*** Opening of Data for this task ***

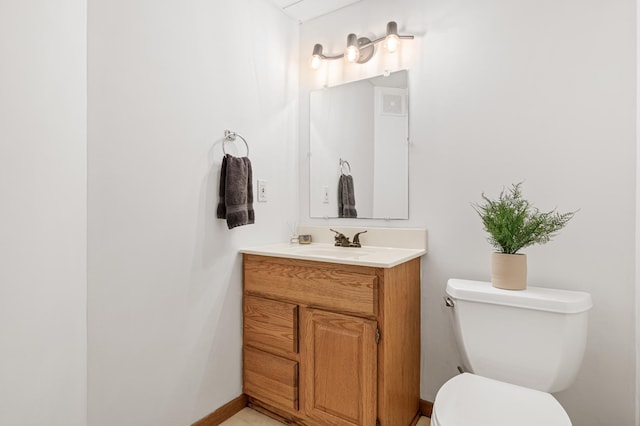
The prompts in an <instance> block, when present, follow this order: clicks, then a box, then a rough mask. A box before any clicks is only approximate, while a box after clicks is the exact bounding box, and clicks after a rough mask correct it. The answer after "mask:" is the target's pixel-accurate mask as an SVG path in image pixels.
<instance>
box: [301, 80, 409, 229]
mask: <svg viewBox="0 0 640 426" xmlns="http://www.w3.org/2000/svg"><path fill="white" fill-rule="evenodd" d="M408 96H409V89H408V72H407V71H406V70H403V71H398V72H394V73H391V74H389V75H388V76H379V77H373V78H370V79H367V80H360V81H356V82H352V83H347V84H343V85H340V86H334V87H330V88H327V89H323V90H318V91H314V92H311V96H310V98H311V99H310V101H311V105H310V108H311V111H310V123H309V128H310V149H309V151H310V153H311V155H310V156H309V159H310V164H309V170H310V178H309V182H310V188H309V190H310V193H309V200H310V206H309V208H310V210H309V211H310V215H311V217H320V218H322V217H329V218H335V217H358V218H371V219H373V218H377V219H408V218H409V142H408V137H409V111H408Z"/></svg>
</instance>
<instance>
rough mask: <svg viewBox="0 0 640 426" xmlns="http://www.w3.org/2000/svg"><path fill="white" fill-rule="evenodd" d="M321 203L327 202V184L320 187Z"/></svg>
mask: <svg viewBox="0 0 640 426" xmlns="http://www.w3.org/2000/svg"><path fill="white" fill-rule="evenodd" d="M322 203H323V204H329V187H328V186H323V187H322Z"/></svg>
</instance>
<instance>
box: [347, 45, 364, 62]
mask: <svg viewBox="0 0 640 426" xmlns="http://www.w3.org/2000/svg"><path fill="white" fill-rule="evenodd" d="M344 57H345V59H346V60H347V61H348V62H358V58H360V50H358V48H357V47H354V46H349V47H347V50H346V52H345V53H344Z"/></svg>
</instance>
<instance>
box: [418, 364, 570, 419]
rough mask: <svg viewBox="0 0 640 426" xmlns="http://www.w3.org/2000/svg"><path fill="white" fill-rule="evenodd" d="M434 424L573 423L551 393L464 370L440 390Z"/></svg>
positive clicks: (449, 380) (434, 417)
mask: <svg viewBox="0 0 640 426" xmlns="http://www.w3.org/2000/svg"><path fill="white" fill-rule="evenodd" d="M431 425H432V426H514V425H518V426H543V425H544V426H571V420H570V419H569V416H568V415H567V413H566V412H565V411H564V409H563V408H562V406H561V405H560V403H559V402H558V401H557V400H556V399H555V398H554V397H553V396H552V395H551V394H549V393H546V392H542V391H539V390H535V389H529V388H525V387H522V386H517V385H512V384H510V383H505V382H500V381H497V380H493V379H489V378H486V377H482V376H477V375H475V374H470V373H463V374H461V375H459V376H456V377H454V378H452V379H451V380H449V381H448V382H446V383H445V384H444V385H443V386H442V387H441V388H440V390H439V391H438V394H437V395H436V400H435V402H434V409H433V415H432V418H431Z"/></svg>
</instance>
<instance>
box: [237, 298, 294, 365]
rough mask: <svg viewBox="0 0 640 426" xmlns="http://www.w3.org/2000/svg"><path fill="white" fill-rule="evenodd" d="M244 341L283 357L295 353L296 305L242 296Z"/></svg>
mask: <svg viewBox="0 0 640 426" xmlns="http://www.w3.org/2000/svg"><path fill="white" fill-rule="evenodd" d="M244 343H245V345H249V346H253V347H254V348H258V349H262V350H265V351H268V352H274V353H277V354H282V355H285V356H290V357H291V356H295V354H296V353H297V352H298V306H297V305H293V304H291V303H284V302H278V301H275V300H269V299H263V298H261V297H254V296H245V297H244Z"/></svg>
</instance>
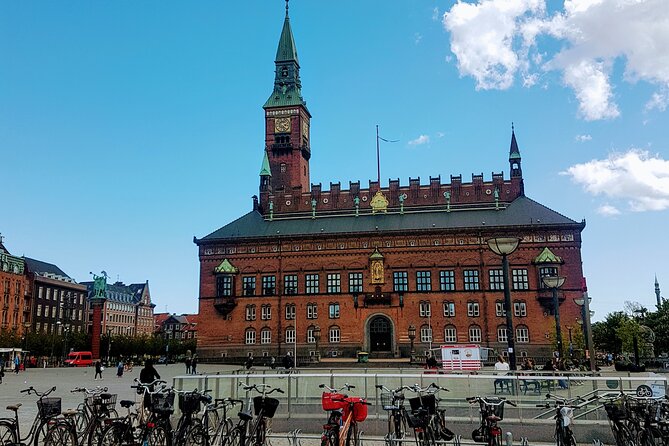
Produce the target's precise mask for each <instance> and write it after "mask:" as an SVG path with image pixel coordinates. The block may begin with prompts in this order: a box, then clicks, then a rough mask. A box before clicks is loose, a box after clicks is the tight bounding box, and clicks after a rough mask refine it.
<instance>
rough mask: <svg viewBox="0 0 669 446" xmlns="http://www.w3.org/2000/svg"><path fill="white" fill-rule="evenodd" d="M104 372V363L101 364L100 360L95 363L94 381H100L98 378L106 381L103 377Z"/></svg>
mask: <svg viewBox="0 0 669 446" xmlns="http://www.w3.org/2000/svg"><path fill="white" fill-rule="evenodd" d="M103 370H104V369H103V368H102V363H101V362H100V360H99V359H98V360H97V361H96V362H95V378H94V380H97V379H98V376H100V379H104V378H103V377H102V371H103Z"/></svg>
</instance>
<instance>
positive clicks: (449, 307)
mask: <svg viewBox="0 0 669 446" xmlns="http://www.w3.org/2000/svg"><path fill="white" fill-rule="evenodd" d="M444 317H455V302H444Z"/></svg>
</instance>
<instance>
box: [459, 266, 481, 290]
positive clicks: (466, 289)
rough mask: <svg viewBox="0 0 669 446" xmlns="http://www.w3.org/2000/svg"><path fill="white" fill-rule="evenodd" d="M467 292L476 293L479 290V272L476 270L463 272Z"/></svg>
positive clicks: (473, 269)
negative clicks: (467, 291) (472, 292)
mask: <svg viewBox="0 0 669 446" xmlns="http://www.w3.org/2000/svg"><path fill="white" fill-rule="evenodd" d="M463 277H464V283H465V291H476V290H478V289H479V272H478V270H476V269H466V270H464V272H463Z"/></svg>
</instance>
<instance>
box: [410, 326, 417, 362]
mask: <svg viewBox="0 0 669 446" xmlns="http://www.w3.org/2000/svg"><path fill="white" fill-rule="evenodd" d="M415 339H416V327H415V326H414V325H413V324H412V325H409V341H410V342H411V351H410V352H409V362H410V363H412V362H413V357H414V355H415V354H416V351H415V350H414V349H413V341H414V340H415Z"/></svg>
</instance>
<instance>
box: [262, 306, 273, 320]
mask: <svg viewBox="0 0 669 446" xmlns="http://www.w3.org/2000/svg"><path fill="white" fill-rule="evenodd" d="M260 319H262V320H263V321H268V320H270V319H272V306H271V305H268V304H265V305H263V306H261V307H260Z"/></svg>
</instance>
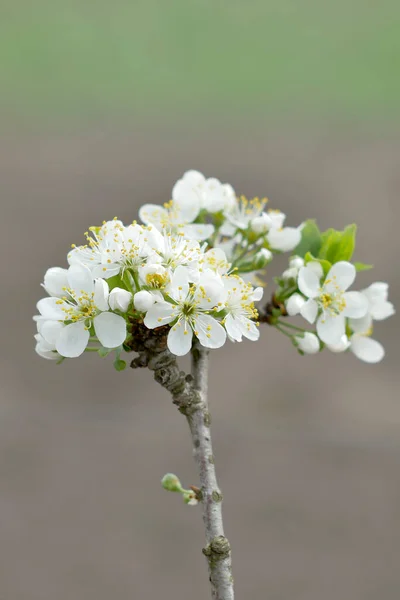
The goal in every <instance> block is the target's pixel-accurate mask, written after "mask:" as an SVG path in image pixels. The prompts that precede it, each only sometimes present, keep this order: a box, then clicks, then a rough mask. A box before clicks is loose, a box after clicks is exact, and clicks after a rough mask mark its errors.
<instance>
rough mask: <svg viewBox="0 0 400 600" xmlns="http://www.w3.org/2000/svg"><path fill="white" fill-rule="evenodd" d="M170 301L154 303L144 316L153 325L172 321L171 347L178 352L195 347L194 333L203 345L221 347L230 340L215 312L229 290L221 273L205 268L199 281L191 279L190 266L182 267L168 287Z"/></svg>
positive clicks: (167, 288)
mask: <svg viewBox="0 0 400 600" xmlns="http://www.w3.org/2000/svg"><path fill="white" fill-rule="evenodd" d="M165 293H166V294H167V297H168V298H169V299H170V300H171V301H170V302H167V301H161V302H156V303H155V304H153V305H152V306H151V307H150V308H149V310H148V311H147V314H146V316H145V318H144V324H145V325H146V327H148V328H149V329H155V328H156V327H161V326H162V325H168V324H170V323H171V324H172V326H171V329H170V331H169V334H168V340H167V343H168V348H169V350H170V351H171V352H172V353H173V354H176V355H177V356H183V355H184V354H187V353H188V352H189V351H190V349H191V347H192V339H193V334H194V335H195V336H196V337H197V338H198V340H199V341H200V343H201V344H202V346H205V347H206V348H220V347H221V346H223V345H224V343H225V341H226V332H225V329H224V328H223V327H222V325H220V323H218V321H217V320H216V319H215V318H214V317H213V316H212V314H216V313H217V311H218V310H219V309H220V308H221V307H222V306H223V303H224V300H225V290H224V285H223V283H222V280H221V277H219V276H218V275H216V274H215V273H212V272H211V271H205V272H204V273H202V274H201V276H200V278H199V282H198V283H197V284H193V283H191V282H190V278H189V276H188V272H187V269H185V268H184V267H178V268H177V269H176V271H175V272H174V274H173V275H172V278H171V283H170V284H169V286H168V287H167V289H166V290H165Z"/></svg>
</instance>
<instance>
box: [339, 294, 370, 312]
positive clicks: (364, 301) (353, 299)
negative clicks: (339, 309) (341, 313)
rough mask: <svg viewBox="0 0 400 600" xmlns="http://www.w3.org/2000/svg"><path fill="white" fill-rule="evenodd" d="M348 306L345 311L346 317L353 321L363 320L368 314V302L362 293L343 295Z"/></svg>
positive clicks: (366, 298) (344, 307)
mask: <svg viewBox="0 0 400 600" xmlns="http://www.w3.org/2000/svg"><path fill="white" fill-rule="evenodd" d="M343 299H344V301H345V302H346V306H345V307H344V309H343V315H344V316H345V317H351V318H352V319H361V317H364V316H365V315H366V314H367V311H368V300H367V298H366V297H365V296H364V294H362V293H361V292H346V293H345V294H343Z"/></svg>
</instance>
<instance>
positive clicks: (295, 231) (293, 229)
mask: <svg viewBox="0 0 400 600" xmlns="http://www.w3.org/2000/svg"><path fill="white" fill-rule="evenodd" d="M267 239H268V241H269V243H270V245H271V248H273V249H274V250H281V252H289V251H290V250H293V249H294V248H296V246H297V245H298V244H299V242H300V240H301V231H300V230H299V229H297V227H285V228H284V229H271V230H270V232H269V233H268V235H267Z"/></svg>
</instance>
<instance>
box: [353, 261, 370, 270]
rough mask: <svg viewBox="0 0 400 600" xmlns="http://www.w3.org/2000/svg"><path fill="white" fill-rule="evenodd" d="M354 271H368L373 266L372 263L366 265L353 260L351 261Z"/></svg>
mask: <svg viewBox="0 0 400 600" xmlns="http://www.w3.org/2000/svg"><path fill="white" fill-rule="evenodd" d="M353 264H354V266H355V268H356V271H369V270H370V269H373V268H374V265H366V264H365V263H360V262H355V263H353Z"/></svg>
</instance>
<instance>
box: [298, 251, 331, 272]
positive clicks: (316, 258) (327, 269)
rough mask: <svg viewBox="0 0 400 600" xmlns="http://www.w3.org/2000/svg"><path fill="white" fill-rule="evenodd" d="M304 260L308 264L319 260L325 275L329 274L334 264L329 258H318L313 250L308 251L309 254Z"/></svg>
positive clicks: (319, 262)
mask: <svg viewBox="0 0 400 600" xmlns="http://www.w3.org/2000/svg"><path fill="white" fill-rule="evenodd" d="M304 262H305V263H306V264H307V263H309V262H318V263H319V264H320V265H321V267H322V270H323V272H324V275H327V274H328V273H329V270H330V268H331V267H332V264H331V263H330V262H329V261H328V260H325V259H323V258H316V257H315V256H313V255H312V254H311V252H307V254H306V255H305V257H304Z"/></svg>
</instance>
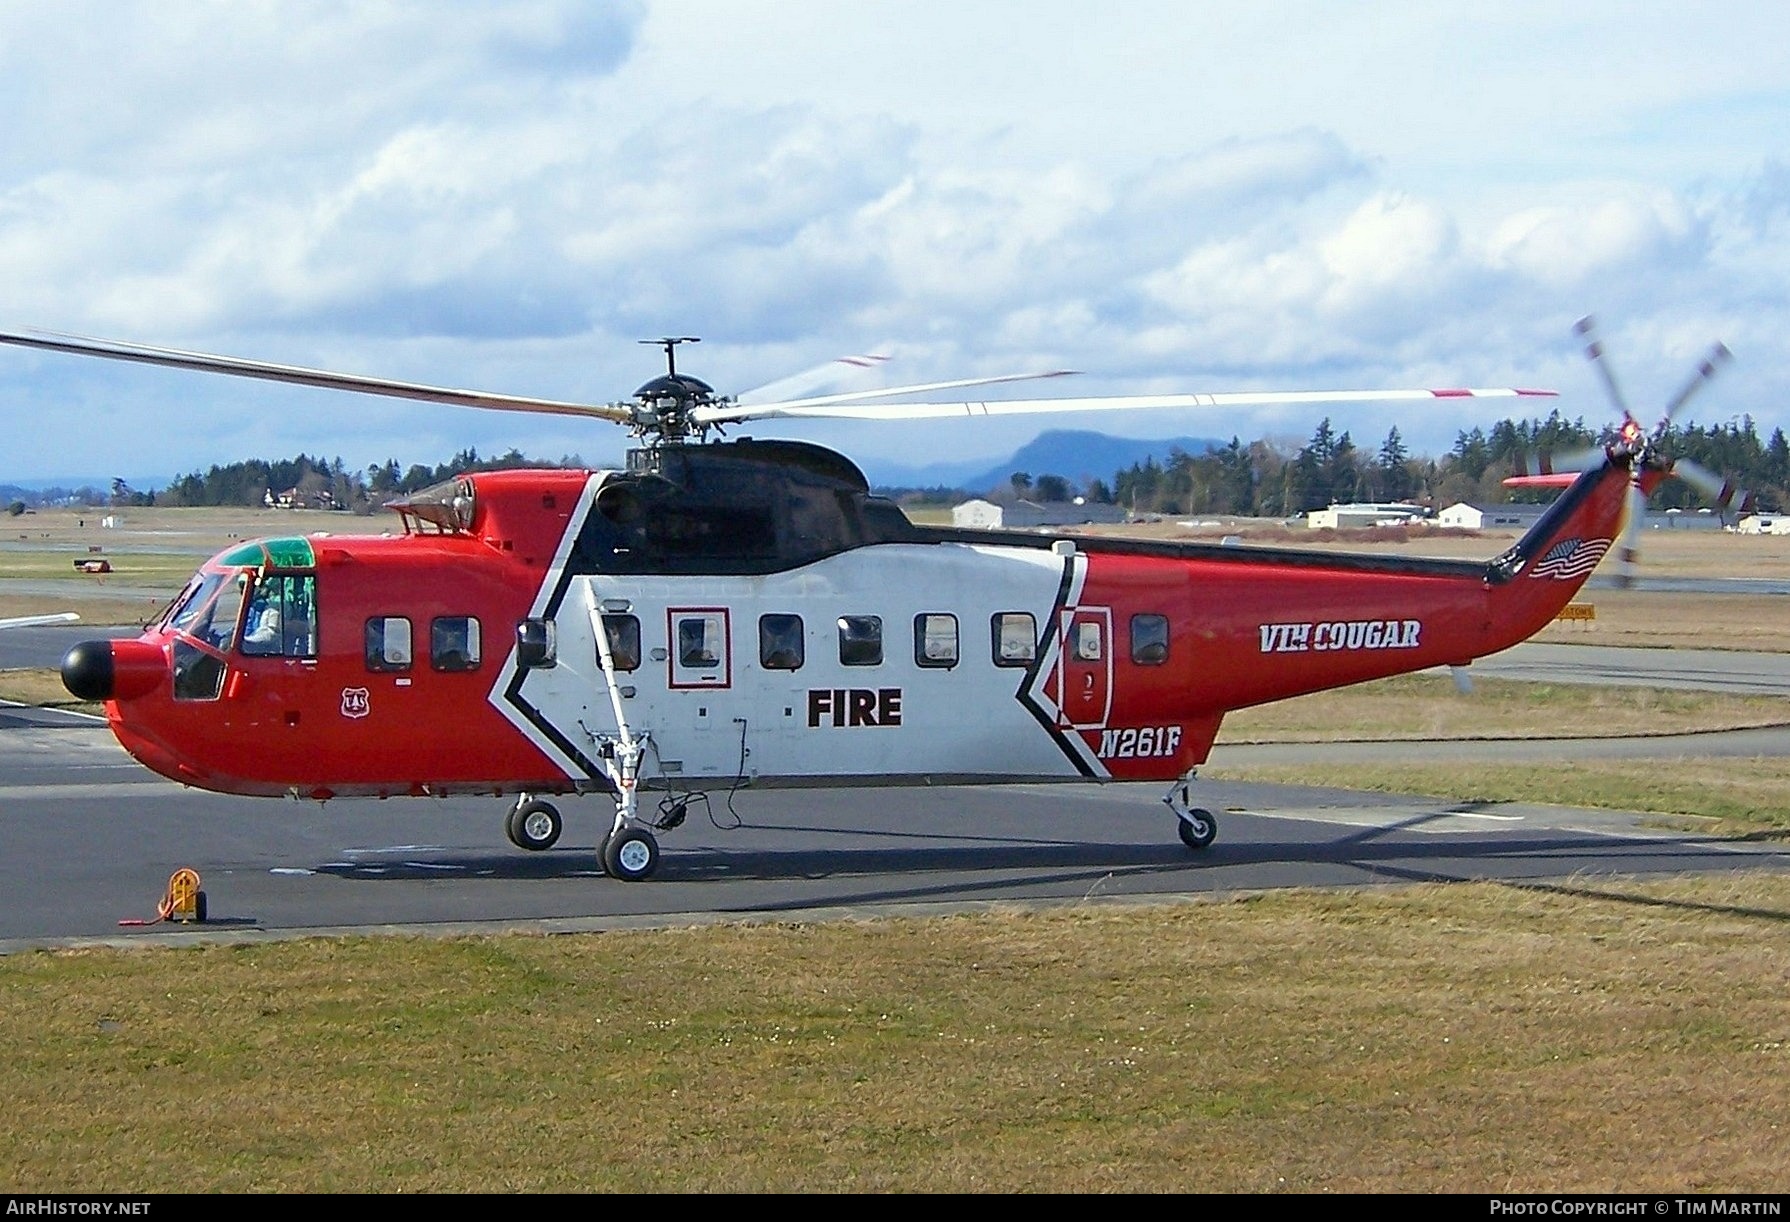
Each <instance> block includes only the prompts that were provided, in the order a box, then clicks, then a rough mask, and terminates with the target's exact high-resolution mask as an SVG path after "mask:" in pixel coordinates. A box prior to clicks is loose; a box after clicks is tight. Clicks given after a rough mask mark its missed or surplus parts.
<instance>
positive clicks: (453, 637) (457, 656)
mask: <svg viewBox="0 0 1790 1222" xmlns="http://www.w3.org/2000/svg"><path fill="white" fill-rule="evenodd" d="M430 666H433V667H435V669H437V671H476V669H478V619H474V617H473V615H440V617H437V619H435V621H431V623H430Z"/></svg>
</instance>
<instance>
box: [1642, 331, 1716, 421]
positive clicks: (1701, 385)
mask: <svg viewBox="0 0 1790 1222" xmlns="http://www.w3.org/2000/svg"><path fill="white" fill-rule="evenodd" d="M1733 358H1735V354H1733V352H1729V351H1727V345H1726V344H1717V345H1715V347H1711V349H1709V354H1708V356H1704V358H1702V360H1700V361H1699V363H1697V372H1695V374H1692V376H1690V381H1686V383H1684V386H1683V388H1679V392H1677V394H1675V395H1672V401H1670V403H1666V413H1665V415H1663V417H1659V426H1658V428H1656V429H1654V437H1656V438H1659V437H1663V435H1665V431H1666V426H1670V424H1672V417H1674V415H1677V410H1679V408H1683V406H1684V404H1686V403H1688V401H1690V397H1692V395H1693V394H1697V392H1699V390H1702V386H1704V383H1708V381H1709V379H1711V378H1715V376H1717V372H1720V369H1722V365H1726V363H1727V361H1731V360H1733Z"/></svg>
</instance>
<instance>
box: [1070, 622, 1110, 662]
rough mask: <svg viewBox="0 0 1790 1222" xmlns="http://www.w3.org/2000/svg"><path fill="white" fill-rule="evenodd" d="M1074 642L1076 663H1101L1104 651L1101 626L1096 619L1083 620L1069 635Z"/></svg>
mask: <svg viewBox="0 0 1790 1222" xmlns="http://www.w3.org/2000/svg"><path fill="white" fill-rule="evenodd" d="M1069 639H1070V642H1072V653H1074V657H1076V662H1099V660H1101V655H1103V653H1104V649H1103V648H1101V624H1099V621H1095V619H1083V621H1081V623H1079V624H1076V626H1074V630H1072V632H1070V633H1069Z"/></svg>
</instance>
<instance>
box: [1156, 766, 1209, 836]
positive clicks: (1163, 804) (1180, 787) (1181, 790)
mask: <svg viewBox="0 0 1790 1222" xmlns="http://www.w3.org/2000/svg"><path fill="white" fill-rule="evenodd" d="M1192 789H1194V775H1192V773H1187V776H1183V778H1181V780H1178V782H1174V789H1171V791H1169V793H1167V794H1165V796H1163V800H1162V803H1163V805H1165V807H1169V809H1171V810H1174V827H1176V830H1178V832H1180V834H1181V843H1183V844H1187V846H1189V848H1192V850H1196V852H1199V850H1205V848H1210V846H1212V841H1215V839H1217V836H1219V821H1217V819H1215V818H1214V816H1212V812H1210V810H1206V809H1205V807H1196V805H1194V794H1192Z"/></svg>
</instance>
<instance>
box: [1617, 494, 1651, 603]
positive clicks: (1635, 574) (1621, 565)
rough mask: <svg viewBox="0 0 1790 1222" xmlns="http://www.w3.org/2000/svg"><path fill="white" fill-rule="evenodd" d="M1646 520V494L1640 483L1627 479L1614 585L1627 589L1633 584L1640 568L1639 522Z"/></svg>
mask: <svg viewBox="0 0 1790 1222" xmlns="http://www.w3.org/2000/svg"><path fill="white" fill-rule="evenodd" d="M1645 521H1647V494H1645V492H1641V485H1640V483H1636V481H1632V479H1631V481H1629V508H1627V513H1625V515H1624V522H1622V542H1620V544H1618V546H1616V585H1620V587H1622V589H1629V587H1631V585H1634V578H1636V573H1638V569H1640V542H1641V522H1645Z"/></svg>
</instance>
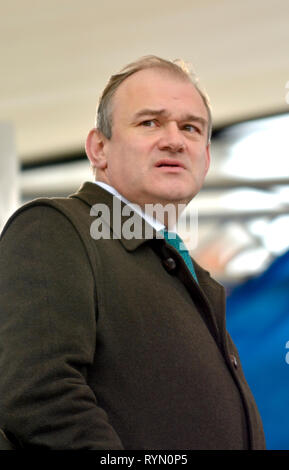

*** Close of Data for this task ***

**Your task:** Return verbatim every line from the line containing "positive clicks: (1635, 574) (1621, 565)" to the last line of the entries above, inclusive, and leave out the pictures.

**Written response:**
positive clicks: (1635, 574) (1621, 565)
rough mask: <svg viewBox="0 0 1790 1222" xmlns="http://www.w3.org/2000/svg"><path fill="white" fill-rule="evenodd" d="M1646 520V494L1640 483L1627 479L1614 585L1627 589L1633 584L1640 568L1639 522Z"/></svg>
mask: <svg viewBox="0 0 1790 1222" xmlns="http://www.w3.org/2000/svg"><path fill="white" fill-rule="evenodd" d="M1645 521H1647V494H1645V492H1641V485H1640V483H1636V481H1632V479H1631V481H1629V508H1627V513H1625V515H1624V522H1622V542H1620V544H1618V546H1616V585H1620V587H1622V589H1629V587H1631V585H1634V578H1636V573H1638V569H1640V542H1641V522H1645Z"/></svg>
</instance>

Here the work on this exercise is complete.